>> BEGIN DATA PROVIDED

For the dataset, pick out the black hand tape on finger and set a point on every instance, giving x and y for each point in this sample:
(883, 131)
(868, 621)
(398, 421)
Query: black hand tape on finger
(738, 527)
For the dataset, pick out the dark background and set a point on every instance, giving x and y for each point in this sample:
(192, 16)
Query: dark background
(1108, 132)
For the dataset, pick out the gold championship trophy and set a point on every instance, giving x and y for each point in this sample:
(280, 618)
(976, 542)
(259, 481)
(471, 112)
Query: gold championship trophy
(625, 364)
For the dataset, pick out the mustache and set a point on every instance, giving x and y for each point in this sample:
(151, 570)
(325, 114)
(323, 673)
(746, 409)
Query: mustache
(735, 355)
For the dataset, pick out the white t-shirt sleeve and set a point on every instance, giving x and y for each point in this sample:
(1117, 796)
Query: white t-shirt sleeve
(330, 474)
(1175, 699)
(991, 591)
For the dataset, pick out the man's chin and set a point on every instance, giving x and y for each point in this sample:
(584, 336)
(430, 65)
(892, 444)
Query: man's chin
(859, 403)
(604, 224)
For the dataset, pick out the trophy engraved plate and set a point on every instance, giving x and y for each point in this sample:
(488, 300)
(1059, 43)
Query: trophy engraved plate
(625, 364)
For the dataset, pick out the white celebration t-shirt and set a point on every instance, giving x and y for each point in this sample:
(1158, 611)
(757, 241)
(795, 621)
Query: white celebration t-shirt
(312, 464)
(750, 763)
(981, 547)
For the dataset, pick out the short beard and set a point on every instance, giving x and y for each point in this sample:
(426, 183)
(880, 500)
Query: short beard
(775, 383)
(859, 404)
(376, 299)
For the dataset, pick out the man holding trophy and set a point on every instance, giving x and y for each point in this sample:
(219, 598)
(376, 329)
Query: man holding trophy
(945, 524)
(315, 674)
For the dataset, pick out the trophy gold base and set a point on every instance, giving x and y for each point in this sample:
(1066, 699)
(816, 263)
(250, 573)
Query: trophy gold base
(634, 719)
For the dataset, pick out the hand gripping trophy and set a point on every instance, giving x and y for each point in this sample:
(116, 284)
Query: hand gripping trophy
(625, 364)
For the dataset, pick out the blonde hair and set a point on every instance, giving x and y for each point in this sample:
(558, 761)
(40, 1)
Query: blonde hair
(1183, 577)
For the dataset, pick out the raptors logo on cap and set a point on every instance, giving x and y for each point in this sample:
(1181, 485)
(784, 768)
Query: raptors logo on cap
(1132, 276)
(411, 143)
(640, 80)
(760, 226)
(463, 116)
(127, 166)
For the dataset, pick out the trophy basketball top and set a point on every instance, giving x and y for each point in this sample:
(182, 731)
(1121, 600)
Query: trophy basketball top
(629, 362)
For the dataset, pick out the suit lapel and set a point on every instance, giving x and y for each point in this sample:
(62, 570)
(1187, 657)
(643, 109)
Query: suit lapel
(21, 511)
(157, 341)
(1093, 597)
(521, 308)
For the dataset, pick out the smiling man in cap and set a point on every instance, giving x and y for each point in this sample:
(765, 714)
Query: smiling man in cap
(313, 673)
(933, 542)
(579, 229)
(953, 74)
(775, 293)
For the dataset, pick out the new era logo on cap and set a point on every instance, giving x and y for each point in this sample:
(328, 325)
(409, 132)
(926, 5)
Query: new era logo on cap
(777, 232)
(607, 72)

>> END DATA PROVIDED

Copy out the items again from the line with "For the dataset, pick out the white celebration" up to and including the line with "(1183, 577)".

* [ANSWER TO THIS EXERCISE]
For the dataset, pick out the white celebration t-shirt and set a point on every instance, giving x and y for each point in this sample:
(1158, 611)
(757, 241)
(795, 621)
Query: white celebration t-shirt
(312, 464)
(750, 763)
(981, 547)
For the dataset, pick out the short beard and set a point on every instance, giving x and y for each point in this sample:
(426, 183)
(880, 500)
Query: short beard
(775, 383)
(859, 404)
(376, 299)
For the dataset, pick out the man holding trophy and set a point on every instance, giving x and y for each point in this sample:
(219, 598)
(376, 329)
Query: man holding trophy
(945, 524)
(315, 674)
For the dataset, pick out the trophy gold base and set a point on every instance, giving x and y for each point in this sample:
(1066, 699)
(816, 263)
(250, 573)
Query: trophy gold base
(634, 719)
For the dataset, pick out the hand gripping trophy and set a point on every instance, giving x and y for each point in this sample:
(116, 284)
Query: hand gripping trophy
(625, 364)
For the dataset, pick out the blonde hair and set a point on every instance, giving x and y for each point in this sample:
(558, 761)
(40, 1)
Query: blonde hair
(1183, 577)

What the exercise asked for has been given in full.